§ **EXERCISE INSTRUCTIONS**
(a) In the article on probucol and Parkinson's disease, rewrite the passage from "Senior researcher Angus" up to and including "disrupt its progression.", substituting "dopamine-producing neurons" for "dopaminergic neurons".
(b) In the article on probucol and Parkinson's disease, which database supplied the researchers' candidate list of molecules?

§ **SELECTED PASSAGE**
[Start of section]

Parkinson's disease nerve cells, illustration
Credit: Kateryna Kon / Science Photo Library

The application of artificial intelligence (AI) to the language used in research papers has revealed a lipid-lowering drug that could have value in Parkinson’s disease.

The findings demonstrate how natural language processing can evaluate “semantic similarity” between research articles to identify novel applications for existing therapies that have hitherto remained undiscovered.

The system revealed a potential new use for probucol, which was originally used to treat hypercholesterolemia before the advent of statins and is still used in some countries such as China and Japan.

Its potential application for Parkinson’s relates to the way it enhances a process by which damaged mitochondria can be cleared from the cell, the team explains in the journal PLOS Biology.

An inability to dispose of these cellular powerhouses through the process of mitophagy is believed to be an important step along the pathway to Parkinson’s disease.

Senior researcher Angus McQuibban, from the University of Toronto, said it seemed likely that probucol enhanced mitophagy through the mobilization of lipid droplets.

“Targeting this mechanism may be advantageous,” he suggested.

Clearing damaged mitochondria through mitophagy is important for the survival of dopaminergic neurons, whose loss is responsible for the classical motor symptoms of Parkinson disease.

While current treatment options deal with symptoms of the disease, they fail to disrupt its progression.

In the search for disease-modifying treatments, the researchers deployed the AI technology IBM Watson for Drug Discovery to identify previously uncharacterized mitophagy enhancers.

The team screened a candidate list of 3231 molecules from the DrugBank database for semantic similarity in literature to seven known mitophagy enhancers.

[End of section]

§ **THE DATA**

[Start of section]

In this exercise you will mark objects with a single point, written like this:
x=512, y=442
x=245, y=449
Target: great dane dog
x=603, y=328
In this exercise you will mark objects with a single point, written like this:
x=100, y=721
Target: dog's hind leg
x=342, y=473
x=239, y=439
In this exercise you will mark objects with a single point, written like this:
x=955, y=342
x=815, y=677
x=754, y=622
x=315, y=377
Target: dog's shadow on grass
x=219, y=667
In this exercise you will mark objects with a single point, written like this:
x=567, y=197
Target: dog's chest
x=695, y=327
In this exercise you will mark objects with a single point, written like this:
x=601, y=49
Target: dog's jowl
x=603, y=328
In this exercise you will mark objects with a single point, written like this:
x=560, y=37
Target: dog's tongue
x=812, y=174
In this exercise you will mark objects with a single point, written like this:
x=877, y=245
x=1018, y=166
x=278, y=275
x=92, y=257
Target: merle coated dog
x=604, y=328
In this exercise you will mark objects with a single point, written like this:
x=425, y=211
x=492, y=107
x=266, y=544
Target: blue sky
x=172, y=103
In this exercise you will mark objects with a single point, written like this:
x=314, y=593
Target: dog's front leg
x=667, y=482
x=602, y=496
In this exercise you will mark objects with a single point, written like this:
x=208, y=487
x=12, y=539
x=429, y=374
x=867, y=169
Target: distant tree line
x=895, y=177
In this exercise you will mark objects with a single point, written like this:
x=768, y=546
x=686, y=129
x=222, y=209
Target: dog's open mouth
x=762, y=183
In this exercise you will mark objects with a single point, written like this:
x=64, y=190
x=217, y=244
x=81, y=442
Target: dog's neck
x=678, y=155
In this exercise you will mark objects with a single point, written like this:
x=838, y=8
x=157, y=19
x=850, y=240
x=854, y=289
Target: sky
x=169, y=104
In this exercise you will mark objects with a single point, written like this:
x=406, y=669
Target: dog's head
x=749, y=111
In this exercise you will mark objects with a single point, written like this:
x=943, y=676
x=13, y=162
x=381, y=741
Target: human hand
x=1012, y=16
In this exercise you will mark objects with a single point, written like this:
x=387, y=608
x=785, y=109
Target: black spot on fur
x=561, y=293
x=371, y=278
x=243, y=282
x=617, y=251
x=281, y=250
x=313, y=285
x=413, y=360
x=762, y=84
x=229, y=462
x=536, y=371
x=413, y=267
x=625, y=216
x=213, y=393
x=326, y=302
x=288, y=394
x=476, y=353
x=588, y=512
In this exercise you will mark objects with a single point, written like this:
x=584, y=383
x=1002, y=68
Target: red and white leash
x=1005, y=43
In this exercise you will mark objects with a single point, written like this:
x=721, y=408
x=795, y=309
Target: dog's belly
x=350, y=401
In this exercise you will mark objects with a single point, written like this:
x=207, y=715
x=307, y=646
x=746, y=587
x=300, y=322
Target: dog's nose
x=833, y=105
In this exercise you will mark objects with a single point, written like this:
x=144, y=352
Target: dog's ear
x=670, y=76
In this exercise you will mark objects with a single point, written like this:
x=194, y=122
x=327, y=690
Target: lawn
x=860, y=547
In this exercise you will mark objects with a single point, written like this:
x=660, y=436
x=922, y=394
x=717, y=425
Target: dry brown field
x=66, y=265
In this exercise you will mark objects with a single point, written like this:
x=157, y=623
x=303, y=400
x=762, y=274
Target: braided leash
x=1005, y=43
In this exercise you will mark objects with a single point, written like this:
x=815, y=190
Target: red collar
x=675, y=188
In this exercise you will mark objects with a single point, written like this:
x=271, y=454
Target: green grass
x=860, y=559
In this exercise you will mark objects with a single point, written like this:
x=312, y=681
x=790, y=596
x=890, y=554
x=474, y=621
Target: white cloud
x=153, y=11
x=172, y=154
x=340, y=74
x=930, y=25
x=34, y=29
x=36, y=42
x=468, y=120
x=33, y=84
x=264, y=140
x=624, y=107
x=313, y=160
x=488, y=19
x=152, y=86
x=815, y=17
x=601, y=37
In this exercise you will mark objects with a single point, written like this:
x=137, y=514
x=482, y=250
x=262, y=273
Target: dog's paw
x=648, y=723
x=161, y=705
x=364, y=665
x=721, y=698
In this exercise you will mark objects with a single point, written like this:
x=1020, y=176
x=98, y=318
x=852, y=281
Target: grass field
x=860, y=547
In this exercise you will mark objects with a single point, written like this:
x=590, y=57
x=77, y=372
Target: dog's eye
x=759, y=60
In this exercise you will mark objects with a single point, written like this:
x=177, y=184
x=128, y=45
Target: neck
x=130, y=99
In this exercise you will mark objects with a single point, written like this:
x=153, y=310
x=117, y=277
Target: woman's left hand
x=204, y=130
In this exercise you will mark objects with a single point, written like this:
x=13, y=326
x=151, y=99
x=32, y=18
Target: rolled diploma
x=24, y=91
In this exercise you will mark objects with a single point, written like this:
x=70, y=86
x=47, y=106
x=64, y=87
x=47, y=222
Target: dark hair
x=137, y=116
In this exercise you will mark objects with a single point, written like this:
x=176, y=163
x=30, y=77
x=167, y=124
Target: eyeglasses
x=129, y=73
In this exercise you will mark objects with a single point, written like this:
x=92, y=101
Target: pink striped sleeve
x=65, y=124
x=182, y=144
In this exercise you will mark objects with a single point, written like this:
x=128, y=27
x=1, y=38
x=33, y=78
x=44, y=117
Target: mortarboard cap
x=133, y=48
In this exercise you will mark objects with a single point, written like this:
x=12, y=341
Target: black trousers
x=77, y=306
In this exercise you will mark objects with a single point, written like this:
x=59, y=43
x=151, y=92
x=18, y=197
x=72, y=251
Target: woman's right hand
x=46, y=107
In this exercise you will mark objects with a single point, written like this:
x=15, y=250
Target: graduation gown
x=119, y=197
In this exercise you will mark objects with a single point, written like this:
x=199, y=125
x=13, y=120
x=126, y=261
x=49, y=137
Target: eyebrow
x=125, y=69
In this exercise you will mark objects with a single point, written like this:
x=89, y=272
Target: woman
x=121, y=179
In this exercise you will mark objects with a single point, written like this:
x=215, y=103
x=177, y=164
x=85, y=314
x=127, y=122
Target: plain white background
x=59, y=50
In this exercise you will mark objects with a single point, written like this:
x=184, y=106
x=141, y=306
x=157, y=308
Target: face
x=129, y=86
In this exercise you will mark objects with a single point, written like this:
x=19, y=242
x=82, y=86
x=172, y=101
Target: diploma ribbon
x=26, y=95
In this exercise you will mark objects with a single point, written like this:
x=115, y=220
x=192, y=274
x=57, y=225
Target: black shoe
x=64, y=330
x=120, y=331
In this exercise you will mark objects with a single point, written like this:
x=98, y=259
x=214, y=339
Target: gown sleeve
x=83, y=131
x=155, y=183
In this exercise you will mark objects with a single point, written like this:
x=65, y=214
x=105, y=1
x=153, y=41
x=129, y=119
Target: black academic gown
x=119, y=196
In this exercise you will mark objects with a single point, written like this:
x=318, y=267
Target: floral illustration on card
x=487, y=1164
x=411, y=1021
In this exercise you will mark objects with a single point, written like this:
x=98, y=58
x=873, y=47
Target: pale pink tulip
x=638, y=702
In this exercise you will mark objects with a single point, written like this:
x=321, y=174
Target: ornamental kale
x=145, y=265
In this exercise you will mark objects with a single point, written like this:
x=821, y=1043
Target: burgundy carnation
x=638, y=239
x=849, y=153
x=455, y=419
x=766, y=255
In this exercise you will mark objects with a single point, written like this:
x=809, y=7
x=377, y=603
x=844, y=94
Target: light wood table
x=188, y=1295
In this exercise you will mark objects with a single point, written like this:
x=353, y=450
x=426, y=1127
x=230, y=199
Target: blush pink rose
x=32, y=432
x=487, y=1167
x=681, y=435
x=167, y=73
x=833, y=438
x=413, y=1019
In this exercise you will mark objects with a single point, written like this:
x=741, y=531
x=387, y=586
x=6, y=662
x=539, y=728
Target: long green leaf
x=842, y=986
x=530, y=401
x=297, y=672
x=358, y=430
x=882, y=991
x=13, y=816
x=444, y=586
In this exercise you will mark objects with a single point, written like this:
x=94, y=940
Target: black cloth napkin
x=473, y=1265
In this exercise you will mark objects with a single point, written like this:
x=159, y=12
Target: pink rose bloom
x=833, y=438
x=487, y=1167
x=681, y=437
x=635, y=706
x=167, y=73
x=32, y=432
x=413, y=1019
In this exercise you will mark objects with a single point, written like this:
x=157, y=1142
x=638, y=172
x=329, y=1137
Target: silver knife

[End of section]

§ **ANSWERS GIVEN**
(a)
Senior researcher Angus McQuibban, from the University of Toronto, said it seemed likely that probucol enhanced mitophagy through the mobilization of lipid droplets.

“Targeting this mechanism may be advantageous,” he suggested.

Clearing damaged mitochondria through mitophagy is important for the survival of dopamine-producing neurons, whose loss is responsible for the classical motor symptoms of Parkinson disease.

While current treatment options deal with symptoms of the disease, they fail to disrupt its progression.

(b) The DrugBank database.